At least as far back as May 20, 2013, Dr. Jeffrey Lieberman has wanted his readers to think he understands how anti-psychiatry came to hold its position against traditional psychiatry. It is interesting to note that he does not actually refer to any anti-psychiatry materials, many of which do show evidence of how and why psychiatry falsely profits from the lies in which the field presents as science. In my role as an adjunct assistant professor, I am ‘out’ both as someone who is anti-psychiatry and someone who is a psychiatric survivor. I often talk with students about how frustrating it is that a typical psychology textbook will address the importance of non-biased science, but when it comes to the actual science of psychiatry, it offers ‘maybe’ and ‘probably’ to address the etiology of psychiatric assignment via a biological model and that those potential futures are so strong that the lack of evidence is not only acceptable, but would be unethical not to pursue, because if the evidence ever came through, it would show that there was in fact a broken brain, a genetic link, or some kind of biological evidence, such as a chemical imbalance which “never panned out” (Whitaker, 2005, p. 25).

• [WHAT YOU SHOULD DO]:
Answer these questions about the text on anti-psychiatry above.
(a) Since at least what date has Dr. Jeffrey Lieberman wanted his readers to think he understands how anti-psychiatry came to hold its position?
(b) What academic role does the writer hold?
(c) What citation is given for the phrase "never panned out"?

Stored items

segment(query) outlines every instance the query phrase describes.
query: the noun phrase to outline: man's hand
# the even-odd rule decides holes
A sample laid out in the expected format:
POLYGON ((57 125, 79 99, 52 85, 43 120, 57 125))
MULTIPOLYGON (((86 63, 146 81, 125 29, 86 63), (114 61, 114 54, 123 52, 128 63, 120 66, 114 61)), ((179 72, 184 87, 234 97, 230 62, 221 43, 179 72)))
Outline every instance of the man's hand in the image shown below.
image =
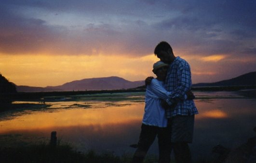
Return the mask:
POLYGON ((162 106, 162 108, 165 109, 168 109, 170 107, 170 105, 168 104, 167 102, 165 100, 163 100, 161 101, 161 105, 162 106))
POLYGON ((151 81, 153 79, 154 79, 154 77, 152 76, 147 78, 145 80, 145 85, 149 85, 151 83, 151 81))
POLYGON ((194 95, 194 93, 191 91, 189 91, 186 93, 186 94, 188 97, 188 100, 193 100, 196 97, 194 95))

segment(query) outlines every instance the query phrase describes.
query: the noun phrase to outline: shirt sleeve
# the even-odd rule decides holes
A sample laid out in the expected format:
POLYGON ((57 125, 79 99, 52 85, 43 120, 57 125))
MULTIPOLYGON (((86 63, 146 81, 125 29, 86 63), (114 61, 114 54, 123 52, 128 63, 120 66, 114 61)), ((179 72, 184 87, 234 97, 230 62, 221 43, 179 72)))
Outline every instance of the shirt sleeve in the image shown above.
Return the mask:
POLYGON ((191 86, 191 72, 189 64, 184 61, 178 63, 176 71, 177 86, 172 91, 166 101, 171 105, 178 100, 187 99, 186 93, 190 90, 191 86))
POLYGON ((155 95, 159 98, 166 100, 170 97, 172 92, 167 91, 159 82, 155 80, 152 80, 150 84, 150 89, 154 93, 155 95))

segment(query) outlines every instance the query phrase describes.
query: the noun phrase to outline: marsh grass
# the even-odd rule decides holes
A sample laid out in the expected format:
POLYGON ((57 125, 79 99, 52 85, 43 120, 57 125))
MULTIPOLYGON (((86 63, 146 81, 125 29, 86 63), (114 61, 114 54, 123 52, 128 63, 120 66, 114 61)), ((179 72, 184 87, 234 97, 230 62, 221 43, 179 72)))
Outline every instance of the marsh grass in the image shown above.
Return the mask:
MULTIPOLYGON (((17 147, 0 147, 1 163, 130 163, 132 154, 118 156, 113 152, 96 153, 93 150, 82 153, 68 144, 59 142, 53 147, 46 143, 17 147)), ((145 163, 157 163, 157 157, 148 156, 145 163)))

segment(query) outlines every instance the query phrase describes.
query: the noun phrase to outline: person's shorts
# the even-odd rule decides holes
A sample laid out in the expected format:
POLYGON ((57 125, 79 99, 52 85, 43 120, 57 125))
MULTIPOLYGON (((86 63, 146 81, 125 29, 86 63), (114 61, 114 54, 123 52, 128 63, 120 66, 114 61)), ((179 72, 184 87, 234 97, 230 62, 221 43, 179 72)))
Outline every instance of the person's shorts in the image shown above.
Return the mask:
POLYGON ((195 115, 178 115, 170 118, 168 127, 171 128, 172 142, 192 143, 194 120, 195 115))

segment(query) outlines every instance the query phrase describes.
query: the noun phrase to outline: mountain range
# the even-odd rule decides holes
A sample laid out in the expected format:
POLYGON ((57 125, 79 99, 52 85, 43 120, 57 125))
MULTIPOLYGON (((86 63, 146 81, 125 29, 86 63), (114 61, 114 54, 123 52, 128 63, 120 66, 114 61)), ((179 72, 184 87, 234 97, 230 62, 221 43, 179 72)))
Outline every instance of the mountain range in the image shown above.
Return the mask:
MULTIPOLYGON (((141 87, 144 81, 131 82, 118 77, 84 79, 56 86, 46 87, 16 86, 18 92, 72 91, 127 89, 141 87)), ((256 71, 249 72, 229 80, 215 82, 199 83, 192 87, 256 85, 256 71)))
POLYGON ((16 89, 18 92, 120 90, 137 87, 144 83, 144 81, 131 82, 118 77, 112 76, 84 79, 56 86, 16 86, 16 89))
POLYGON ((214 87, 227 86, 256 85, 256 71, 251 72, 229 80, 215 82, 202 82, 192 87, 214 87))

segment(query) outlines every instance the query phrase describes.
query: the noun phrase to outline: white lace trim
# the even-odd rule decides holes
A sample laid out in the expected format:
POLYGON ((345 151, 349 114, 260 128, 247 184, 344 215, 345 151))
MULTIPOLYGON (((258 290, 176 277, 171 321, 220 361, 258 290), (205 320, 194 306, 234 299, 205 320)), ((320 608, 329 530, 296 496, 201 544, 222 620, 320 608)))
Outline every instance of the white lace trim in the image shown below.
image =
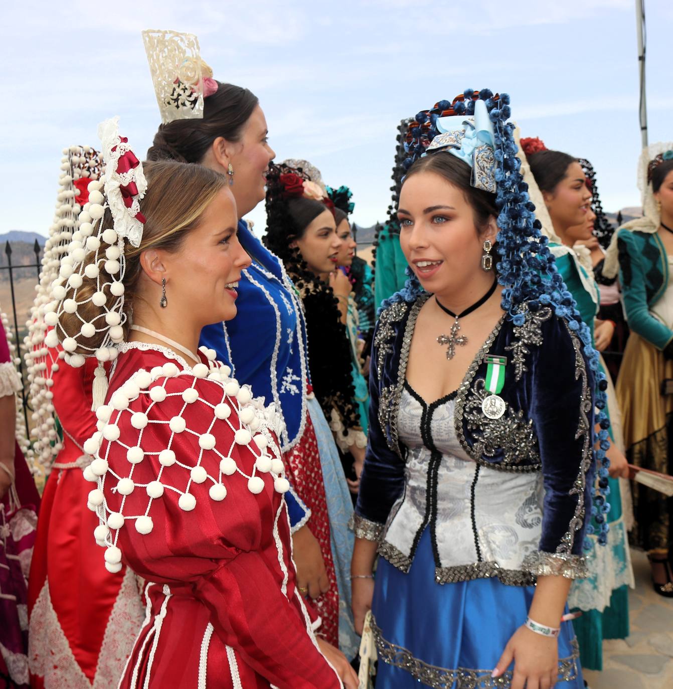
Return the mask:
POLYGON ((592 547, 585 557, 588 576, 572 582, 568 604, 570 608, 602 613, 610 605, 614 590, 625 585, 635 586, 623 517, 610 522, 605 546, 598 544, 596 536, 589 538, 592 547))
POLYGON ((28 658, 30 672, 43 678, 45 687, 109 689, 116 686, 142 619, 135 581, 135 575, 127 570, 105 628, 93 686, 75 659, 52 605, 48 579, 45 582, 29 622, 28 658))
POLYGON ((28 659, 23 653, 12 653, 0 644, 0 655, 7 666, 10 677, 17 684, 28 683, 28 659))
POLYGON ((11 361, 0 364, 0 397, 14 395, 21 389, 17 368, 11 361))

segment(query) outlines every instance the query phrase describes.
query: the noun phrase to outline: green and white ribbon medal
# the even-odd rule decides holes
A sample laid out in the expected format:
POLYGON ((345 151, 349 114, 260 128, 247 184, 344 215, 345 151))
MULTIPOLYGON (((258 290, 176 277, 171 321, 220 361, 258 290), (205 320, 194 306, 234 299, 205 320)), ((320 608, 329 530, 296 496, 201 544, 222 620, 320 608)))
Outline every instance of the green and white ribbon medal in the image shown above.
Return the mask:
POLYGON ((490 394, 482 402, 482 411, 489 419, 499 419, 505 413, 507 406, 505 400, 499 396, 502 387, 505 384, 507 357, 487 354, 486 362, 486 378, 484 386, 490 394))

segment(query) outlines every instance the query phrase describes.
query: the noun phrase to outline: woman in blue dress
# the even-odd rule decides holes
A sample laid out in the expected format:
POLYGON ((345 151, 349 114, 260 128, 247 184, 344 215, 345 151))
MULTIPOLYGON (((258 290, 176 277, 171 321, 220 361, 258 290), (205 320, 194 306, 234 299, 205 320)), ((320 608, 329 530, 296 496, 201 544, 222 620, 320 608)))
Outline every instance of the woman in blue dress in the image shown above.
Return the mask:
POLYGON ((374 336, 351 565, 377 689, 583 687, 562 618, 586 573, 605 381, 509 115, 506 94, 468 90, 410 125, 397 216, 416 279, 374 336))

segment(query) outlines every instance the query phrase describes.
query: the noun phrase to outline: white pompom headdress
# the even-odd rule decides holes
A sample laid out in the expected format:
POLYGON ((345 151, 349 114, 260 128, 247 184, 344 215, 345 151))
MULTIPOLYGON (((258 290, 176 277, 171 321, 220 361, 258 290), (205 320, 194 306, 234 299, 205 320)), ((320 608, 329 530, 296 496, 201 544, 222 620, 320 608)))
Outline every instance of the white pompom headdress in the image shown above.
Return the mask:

• [SOLUTION TO THE EXERCISE]:
(a) May 20, 2013
(b) Adjunct assistant professor
(c) Whitaker, 2005, p. 25